● **Page text**
>> BEGIN

First Hiroshima Prefectural Girls’ High School, Part 3

A new uniform for summer, shredded by the blast

by Masami Nishimoto, Senior Staff Writer

The “summer uniform of a female student” is on display at Hiroshima Peace Memorial Museum. The explanation of the clothing reads: “The girl was carried home to her parents but died late that night. She had made this uniform herself.” Placed near a panoramic view of the ruined city, this exhibit, one of the personal artifacts from August 6, 1945, silently beckons visitors to stop and reflect on its background.

The uniform belonged to Nobuko Oshita, then 13 years of age and a first-year student in Class 6 at First Hiroshima Prefectural Girls’ High School. Her father, Sadao, and mother, Masue, who donated her clothes to the museum 20 years ago, are now dead, but I was able to meet with her older sister, Yoko Fukumori, 77. She now lives in Yamaguchi Prefecture.

>> END

● **Task details**
Rewrite the passage of the uniform article that begins at the words "The uniform belonged" and stops after "in Yamaguchi Prefecture.", putting "elder sister" wherever "older sister" appears.

● **Listed entries**
>> BEGIN

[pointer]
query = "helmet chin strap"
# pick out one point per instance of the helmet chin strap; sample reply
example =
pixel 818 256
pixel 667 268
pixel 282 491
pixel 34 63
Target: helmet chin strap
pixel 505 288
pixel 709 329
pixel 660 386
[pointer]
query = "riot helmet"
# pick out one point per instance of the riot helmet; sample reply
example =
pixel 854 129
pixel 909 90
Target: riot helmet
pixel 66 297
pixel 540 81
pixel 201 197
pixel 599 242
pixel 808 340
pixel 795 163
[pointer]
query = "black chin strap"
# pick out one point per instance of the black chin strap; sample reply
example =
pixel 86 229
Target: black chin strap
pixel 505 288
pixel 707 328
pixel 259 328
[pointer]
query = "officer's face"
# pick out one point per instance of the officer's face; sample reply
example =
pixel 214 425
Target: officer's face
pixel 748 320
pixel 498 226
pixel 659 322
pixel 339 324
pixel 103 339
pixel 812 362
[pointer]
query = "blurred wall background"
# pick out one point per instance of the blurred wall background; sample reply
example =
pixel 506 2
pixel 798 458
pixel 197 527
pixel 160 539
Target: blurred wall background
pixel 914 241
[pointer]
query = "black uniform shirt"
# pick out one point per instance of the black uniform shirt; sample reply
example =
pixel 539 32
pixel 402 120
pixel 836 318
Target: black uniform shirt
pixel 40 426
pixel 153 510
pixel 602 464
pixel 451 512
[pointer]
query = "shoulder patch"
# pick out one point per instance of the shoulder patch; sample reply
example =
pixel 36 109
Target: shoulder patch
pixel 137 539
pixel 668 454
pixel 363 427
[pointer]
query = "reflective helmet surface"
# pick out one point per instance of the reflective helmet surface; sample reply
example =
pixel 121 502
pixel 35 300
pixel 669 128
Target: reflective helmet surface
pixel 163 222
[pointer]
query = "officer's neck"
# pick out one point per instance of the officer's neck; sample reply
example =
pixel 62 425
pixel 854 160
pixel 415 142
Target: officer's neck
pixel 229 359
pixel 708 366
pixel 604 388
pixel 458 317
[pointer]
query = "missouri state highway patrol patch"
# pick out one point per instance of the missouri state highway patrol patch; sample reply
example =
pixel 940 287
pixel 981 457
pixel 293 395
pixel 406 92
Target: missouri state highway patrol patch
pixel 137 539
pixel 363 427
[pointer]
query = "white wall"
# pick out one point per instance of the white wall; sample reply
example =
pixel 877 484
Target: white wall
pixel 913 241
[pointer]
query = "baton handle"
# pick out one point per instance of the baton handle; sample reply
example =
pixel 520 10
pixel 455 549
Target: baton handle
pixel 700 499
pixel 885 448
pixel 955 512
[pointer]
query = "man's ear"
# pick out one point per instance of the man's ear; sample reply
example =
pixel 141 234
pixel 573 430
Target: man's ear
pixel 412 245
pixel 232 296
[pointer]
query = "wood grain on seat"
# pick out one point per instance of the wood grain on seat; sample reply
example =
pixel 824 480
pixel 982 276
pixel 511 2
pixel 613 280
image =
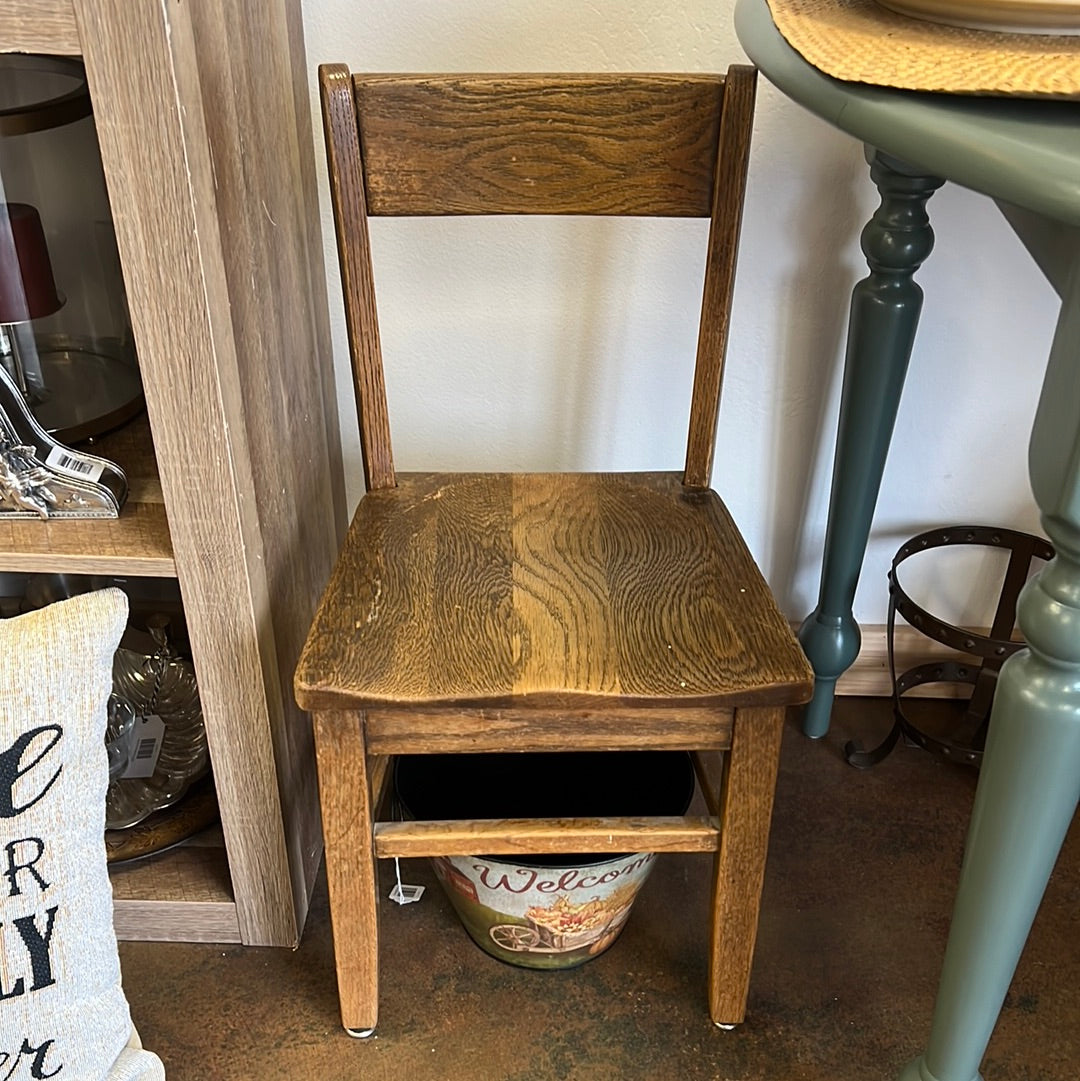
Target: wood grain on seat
pixel 547 589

>> END

● **Correct answer**
The uniform belonged to Nobuko Oshita, then 13 years of age and a first-year student in Class 6 at First Hiroshima Prefectural Girls’ High School. Her father, Sadao, and mother, Masue, who donated her clothes to the museum 20 years ago, are now dead, but I was able to meet with her elder sister, Yoko Fukumori, 77. She now lives in Yamaguchi Prefecture.